*Input for this task:*
____
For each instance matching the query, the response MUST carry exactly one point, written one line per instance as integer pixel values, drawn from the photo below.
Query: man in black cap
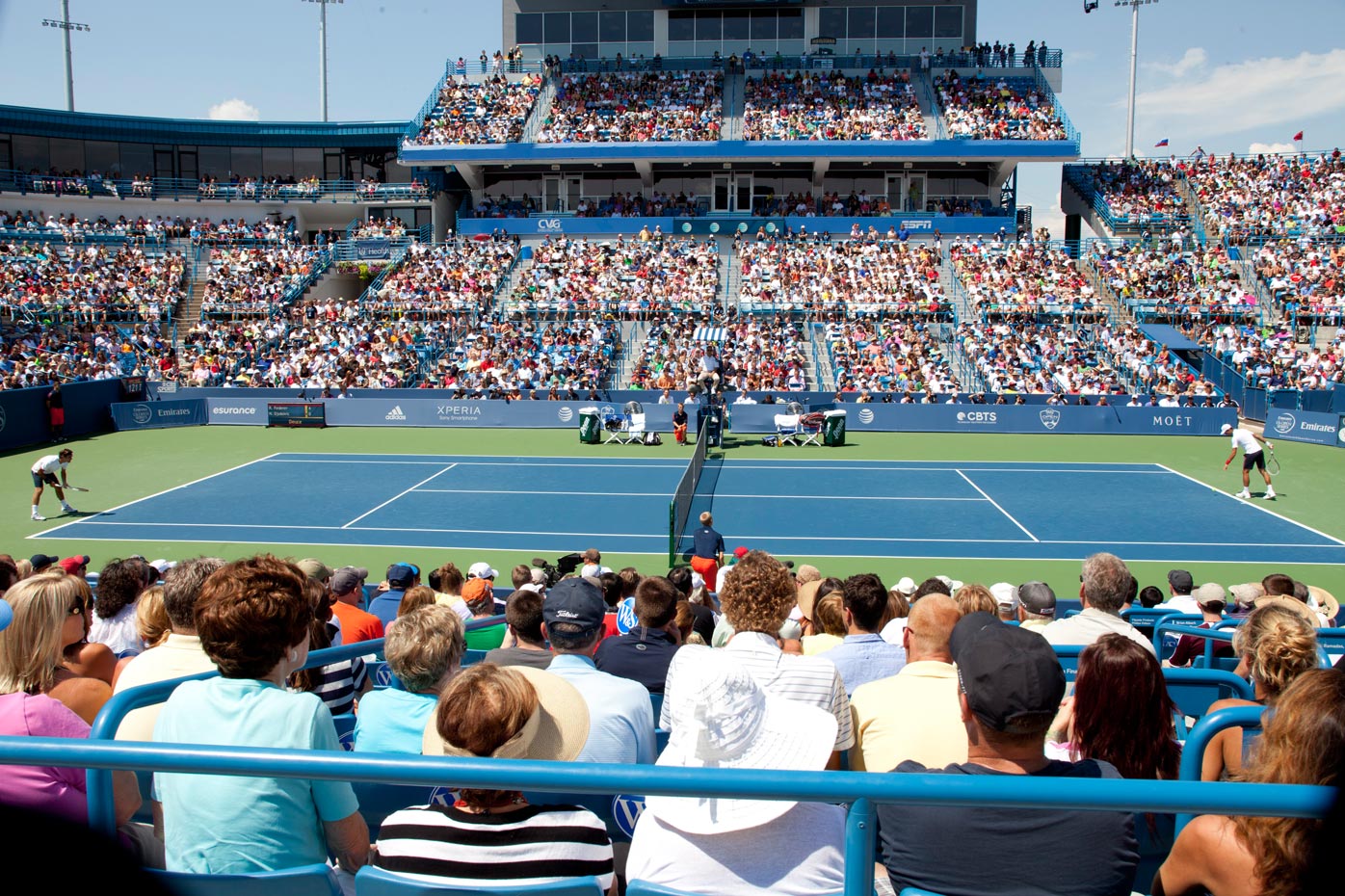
(1179, 584)
(620, 713)
(1011, 688)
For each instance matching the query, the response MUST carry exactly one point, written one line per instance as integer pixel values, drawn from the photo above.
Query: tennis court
(1011, 510)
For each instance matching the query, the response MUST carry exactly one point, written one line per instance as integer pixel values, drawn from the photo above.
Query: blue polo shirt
(641, 655)
(706, 542)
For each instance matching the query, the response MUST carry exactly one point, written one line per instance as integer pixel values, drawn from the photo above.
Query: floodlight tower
(1134, 54)
(322, 48)
(67, 26)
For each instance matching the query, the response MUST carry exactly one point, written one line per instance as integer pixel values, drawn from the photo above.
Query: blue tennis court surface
(802, 508)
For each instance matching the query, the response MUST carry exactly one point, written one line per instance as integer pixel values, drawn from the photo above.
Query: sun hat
(557, 730)
(1005, 671)
(311, 567)
(721, 719)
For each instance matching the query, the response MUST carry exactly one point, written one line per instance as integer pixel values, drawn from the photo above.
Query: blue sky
(1226, 74)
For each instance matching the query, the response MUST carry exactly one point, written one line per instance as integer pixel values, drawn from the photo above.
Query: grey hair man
(180, 654)
(1103, 588)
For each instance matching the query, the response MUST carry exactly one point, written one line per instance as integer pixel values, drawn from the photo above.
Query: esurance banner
(1005, 418)
(1305, 425)
(153, 414)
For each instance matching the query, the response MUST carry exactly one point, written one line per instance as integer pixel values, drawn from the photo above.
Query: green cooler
(591, 427)
(832, 428)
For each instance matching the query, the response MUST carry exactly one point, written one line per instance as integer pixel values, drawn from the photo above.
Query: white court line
(398, 495)
(93, 518)
(997, 506)
(1255, 505)
(663, 494)
(1174, 561)
(347, 528)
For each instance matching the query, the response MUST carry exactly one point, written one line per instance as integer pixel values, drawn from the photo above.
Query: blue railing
(861, 790)
(180, 189)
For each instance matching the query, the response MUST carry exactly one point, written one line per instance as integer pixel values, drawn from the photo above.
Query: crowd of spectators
(1305, 277)
(451, 278)
(826, 105)
(778, 669)
(1138, 191)
(625, 276)
(1006, 277)
(635, 108)
(491, 111)
(865, 274)
(91, 282)
(255, 280)
(737, 353)
(1270, 358)
(900, 354)
(978, 108)
(1168, 281)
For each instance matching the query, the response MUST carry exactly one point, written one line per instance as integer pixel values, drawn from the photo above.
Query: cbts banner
(1005, 418)
(1305, 425)
(153, 414)
(442, 411)
(914, 224)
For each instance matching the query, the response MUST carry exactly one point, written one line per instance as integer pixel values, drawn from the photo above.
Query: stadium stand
(635, 108)
(977, 108)
(819, 275)
(804, 105)
(479, 113)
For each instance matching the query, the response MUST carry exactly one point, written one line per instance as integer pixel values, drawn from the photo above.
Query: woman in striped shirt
(492, 835)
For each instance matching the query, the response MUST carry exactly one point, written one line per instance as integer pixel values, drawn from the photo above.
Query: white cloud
(1257, 148)
(1249, 95)
(234, 111)
(1191, 61)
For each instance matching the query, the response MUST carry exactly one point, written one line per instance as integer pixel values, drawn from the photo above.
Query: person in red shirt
(356, 624)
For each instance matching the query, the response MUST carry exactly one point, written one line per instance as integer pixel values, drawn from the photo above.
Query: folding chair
(787, 430)
(810, 427)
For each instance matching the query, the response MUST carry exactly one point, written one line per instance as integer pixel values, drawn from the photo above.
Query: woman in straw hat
(494, 835)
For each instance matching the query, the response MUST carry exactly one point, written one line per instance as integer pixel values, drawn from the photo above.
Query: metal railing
(187, 189)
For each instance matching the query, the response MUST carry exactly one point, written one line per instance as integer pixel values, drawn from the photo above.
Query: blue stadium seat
(308, 880)
(376, 882)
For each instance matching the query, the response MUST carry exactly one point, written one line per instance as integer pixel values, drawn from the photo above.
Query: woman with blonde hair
(50, 614)
(38, 701)
(1274, 646)
(1263, 856)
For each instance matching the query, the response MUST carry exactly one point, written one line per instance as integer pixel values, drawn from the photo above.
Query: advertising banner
(153, 414)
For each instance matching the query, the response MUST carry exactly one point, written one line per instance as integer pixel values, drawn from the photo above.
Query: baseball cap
(347, 577)
(1211, 593)
(1005, 672)
(401, 574)
(481, 570)
(1006, 596)
(574, 600)
(71, 564)
(315, 569)
(1038, 597)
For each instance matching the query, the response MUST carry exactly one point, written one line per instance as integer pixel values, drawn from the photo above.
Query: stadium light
(67, 26)
(322, 48)
(1134, 54)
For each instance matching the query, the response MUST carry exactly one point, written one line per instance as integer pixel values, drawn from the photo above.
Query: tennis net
(679, 509)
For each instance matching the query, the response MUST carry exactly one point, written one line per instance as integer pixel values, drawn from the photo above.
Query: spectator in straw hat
(724, 719)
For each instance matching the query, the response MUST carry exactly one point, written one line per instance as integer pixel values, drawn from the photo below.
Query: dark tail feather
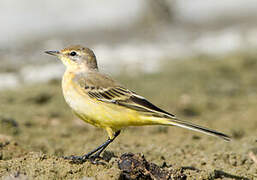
(180, 123)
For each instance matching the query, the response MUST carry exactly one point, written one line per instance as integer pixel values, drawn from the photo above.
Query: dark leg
(97, 151)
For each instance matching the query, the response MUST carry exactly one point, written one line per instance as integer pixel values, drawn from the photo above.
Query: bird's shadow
(217, 174)
(222, 174)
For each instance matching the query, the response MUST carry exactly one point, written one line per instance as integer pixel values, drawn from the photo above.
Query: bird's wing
(102, 88)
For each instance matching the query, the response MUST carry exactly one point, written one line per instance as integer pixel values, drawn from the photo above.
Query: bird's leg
(97, 151)
(97, 154)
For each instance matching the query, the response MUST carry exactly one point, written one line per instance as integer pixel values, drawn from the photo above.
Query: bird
(103, 102)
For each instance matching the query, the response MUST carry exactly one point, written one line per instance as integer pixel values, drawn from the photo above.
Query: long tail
(180, 123)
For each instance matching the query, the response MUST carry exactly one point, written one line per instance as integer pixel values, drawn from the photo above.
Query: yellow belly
(100, 114)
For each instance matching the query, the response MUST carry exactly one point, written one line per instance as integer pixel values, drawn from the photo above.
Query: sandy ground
(37, 127)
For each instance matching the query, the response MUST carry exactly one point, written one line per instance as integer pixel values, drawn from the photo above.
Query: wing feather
(124, 97)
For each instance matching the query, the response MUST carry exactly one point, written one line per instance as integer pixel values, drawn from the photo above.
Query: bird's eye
(73, 53)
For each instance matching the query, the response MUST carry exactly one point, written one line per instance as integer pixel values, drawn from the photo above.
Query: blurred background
(196, 59)
(125, 35)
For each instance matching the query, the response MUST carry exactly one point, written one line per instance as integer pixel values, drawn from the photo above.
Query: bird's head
(76, 57)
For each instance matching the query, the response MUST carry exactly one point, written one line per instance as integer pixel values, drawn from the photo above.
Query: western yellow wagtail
(99, 100)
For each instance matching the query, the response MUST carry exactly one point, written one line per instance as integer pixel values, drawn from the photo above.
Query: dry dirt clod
(135, 166)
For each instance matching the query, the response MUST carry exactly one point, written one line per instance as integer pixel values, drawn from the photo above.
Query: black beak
(54, 53)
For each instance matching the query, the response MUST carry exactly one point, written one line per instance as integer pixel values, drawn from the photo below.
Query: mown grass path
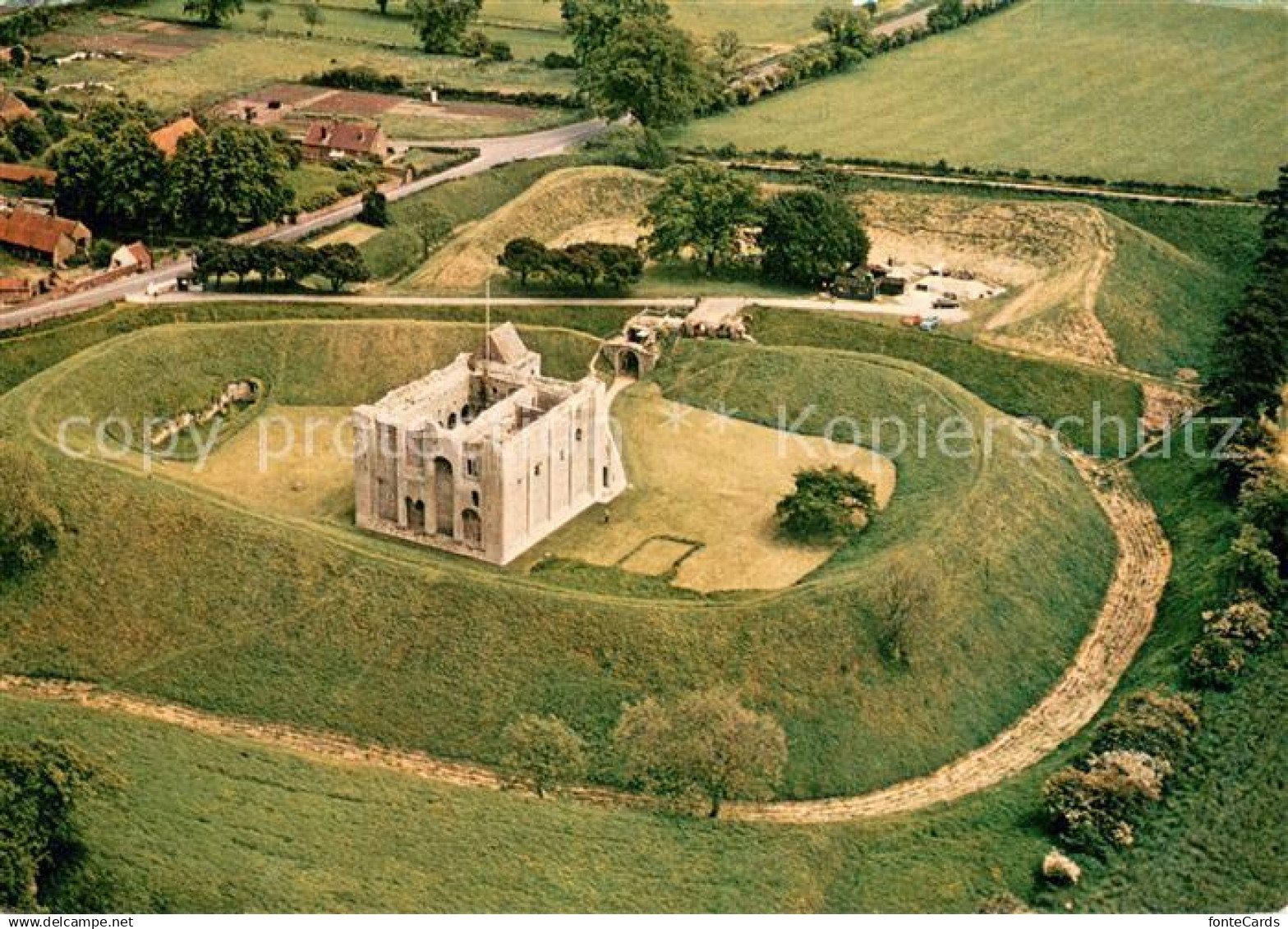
(1122, 624)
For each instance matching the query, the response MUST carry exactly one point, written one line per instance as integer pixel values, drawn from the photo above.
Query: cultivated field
(701, 501)
(219, 65)
(1153, 90)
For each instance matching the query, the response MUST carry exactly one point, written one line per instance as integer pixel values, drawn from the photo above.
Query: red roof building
(333, 140)
(50, 237)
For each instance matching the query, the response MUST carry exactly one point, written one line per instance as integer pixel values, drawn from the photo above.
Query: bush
(542, 752)
(1060, 869)
(358, 77)
(703, 745)
(476, 44)
(1244, 621)
(375, 209)
(101, 253)
(1216, 663)
(1156, 723)
(557, 61)
(1092, 808)
(829, 505)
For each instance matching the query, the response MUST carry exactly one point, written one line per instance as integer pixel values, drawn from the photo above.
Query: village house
(38, 235)
(167, 138)
(17, 289)
(485, 457)
(136, 256)
(331, 140)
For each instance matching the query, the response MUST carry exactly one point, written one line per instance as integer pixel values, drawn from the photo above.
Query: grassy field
(210, 825)
(1046, 389)
(572, 205)
(1152, 90)
(716, 532)
(237, 61)
(401, 247)
(458, 654)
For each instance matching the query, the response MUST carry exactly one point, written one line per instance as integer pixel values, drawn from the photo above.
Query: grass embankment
(564, 206)
(321, 612)
(419, 222)
(1166, 92)
(1022, 387)
(202, 824)
(1175, 274)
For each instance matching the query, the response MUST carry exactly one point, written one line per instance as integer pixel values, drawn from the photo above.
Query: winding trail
(1125, 620)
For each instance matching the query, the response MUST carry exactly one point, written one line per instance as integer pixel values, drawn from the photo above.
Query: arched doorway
(444, 496)
(473, 528)
(416, 516)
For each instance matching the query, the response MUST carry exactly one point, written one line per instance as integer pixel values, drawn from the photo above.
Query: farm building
(485, 457)
(333, 140)
(48, 237)
(167, 138)
(13, 108)
(136, 255)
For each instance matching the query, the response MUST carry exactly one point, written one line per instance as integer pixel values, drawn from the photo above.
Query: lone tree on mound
(30, 523)
(441, 24)
(705, 745)
(544, 752)
(829, 505)
(40, 786)
(701, 208)
(213, 13)
(809, 237)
____
*Task objective:* From the records above, copy every line that contains the string "black". Matching is case-sensitive.

*Result of this task:*
Query: man in black cap
Query: black beak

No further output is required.